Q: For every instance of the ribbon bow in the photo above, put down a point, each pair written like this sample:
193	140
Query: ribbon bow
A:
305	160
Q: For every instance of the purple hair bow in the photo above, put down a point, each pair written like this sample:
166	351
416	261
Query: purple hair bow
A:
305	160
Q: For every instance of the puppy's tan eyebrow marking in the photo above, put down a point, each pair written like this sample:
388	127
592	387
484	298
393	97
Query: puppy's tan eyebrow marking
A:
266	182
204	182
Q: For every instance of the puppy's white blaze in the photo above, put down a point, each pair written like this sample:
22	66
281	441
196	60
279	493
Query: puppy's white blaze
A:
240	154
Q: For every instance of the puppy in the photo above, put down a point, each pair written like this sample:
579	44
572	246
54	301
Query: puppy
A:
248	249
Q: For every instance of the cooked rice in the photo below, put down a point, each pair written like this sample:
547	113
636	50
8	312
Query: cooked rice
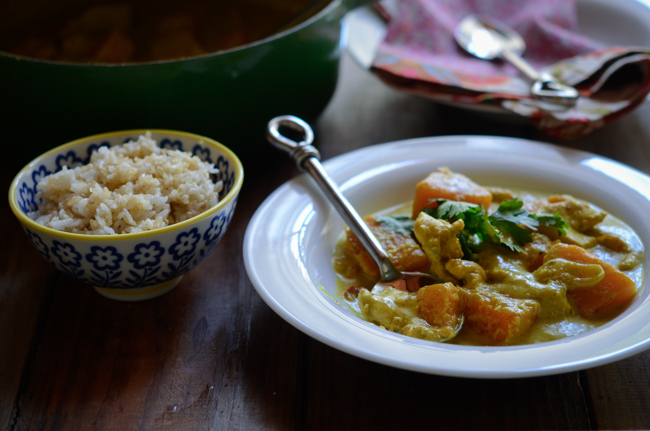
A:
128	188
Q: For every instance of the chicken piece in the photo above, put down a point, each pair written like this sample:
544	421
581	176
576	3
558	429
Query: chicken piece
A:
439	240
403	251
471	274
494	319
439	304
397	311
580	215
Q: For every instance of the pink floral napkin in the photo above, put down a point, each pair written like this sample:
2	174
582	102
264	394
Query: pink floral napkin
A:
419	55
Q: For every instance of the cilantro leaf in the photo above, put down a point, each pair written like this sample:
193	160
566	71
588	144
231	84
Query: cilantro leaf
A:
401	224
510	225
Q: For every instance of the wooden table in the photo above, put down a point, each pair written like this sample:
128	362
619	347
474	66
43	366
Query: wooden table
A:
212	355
══════════
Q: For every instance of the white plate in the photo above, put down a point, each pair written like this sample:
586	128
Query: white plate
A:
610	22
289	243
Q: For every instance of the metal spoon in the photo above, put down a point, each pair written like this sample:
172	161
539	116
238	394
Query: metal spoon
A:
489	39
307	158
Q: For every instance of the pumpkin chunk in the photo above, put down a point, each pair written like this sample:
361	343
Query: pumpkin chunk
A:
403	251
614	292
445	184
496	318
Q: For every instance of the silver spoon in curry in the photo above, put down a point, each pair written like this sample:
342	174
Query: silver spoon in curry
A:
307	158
══════════
* [WHAT IS BEING ASKED] Which lines above contain the string "napkin", matching case exactly? Show each of those lines in full.

* [SOLUTION FOR THIS EXERCISE]
Q: For every instance of the pink floral napkin in the photo above, put down a point, each pair written like this sample:
Query: pink floral napkin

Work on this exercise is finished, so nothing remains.